MATERIAL FOR THIS EXERCISE:
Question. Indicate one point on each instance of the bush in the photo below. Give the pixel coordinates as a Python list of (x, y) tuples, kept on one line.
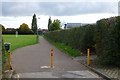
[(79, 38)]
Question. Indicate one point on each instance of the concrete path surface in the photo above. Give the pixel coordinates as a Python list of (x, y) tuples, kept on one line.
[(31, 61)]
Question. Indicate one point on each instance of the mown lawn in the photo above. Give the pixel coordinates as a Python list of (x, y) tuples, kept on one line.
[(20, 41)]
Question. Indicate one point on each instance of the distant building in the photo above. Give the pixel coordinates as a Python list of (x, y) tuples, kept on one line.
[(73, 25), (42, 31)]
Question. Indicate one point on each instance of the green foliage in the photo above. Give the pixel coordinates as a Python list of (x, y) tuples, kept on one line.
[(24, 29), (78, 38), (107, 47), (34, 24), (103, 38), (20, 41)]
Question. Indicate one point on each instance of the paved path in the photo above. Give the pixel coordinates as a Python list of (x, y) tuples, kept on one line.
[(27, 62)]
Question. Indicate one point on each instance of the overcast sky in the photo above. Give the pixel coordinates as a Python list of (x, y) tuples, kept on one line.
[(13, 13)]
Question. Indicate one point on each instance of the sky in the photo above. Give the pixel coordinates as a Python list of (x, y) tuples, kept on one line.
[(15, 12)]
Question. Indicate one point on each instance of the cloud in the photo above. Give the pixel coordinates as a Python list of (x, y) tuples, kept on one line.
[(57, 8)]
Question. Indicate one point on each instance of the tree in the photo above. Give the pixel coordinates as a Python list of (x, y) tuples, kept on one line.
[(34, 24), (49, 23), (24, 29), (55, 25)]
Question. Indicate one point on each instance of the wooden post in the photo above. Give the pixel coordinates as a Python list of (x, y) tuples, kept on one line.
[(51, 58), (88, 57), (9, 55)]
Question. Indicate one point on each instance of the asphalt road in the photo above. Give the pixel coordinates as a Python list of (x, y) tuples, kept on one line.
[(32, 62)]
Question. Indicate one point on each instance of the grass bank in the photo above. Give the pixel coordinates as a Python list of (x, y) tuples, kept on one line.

...

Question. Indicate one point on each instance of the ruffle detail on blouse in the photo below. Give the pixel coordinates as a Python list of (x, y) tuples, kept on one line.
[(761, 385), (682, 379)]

STATED PROBLEM: Copy out each line of the items above that contains the word "below", treating uppercase and lowercase as different.

OUTPUT:
Question. Indicate one point on each instance of the bush in the photo below. Give the pixel coordinates as a Python list of (x, y) tuples, kept on one line.
Question. Indicate one point on each instance of the ruffle detail on blouse in the photo below. Give the pixel coordinates as a Python list of (x, y) tuples, kept on one line.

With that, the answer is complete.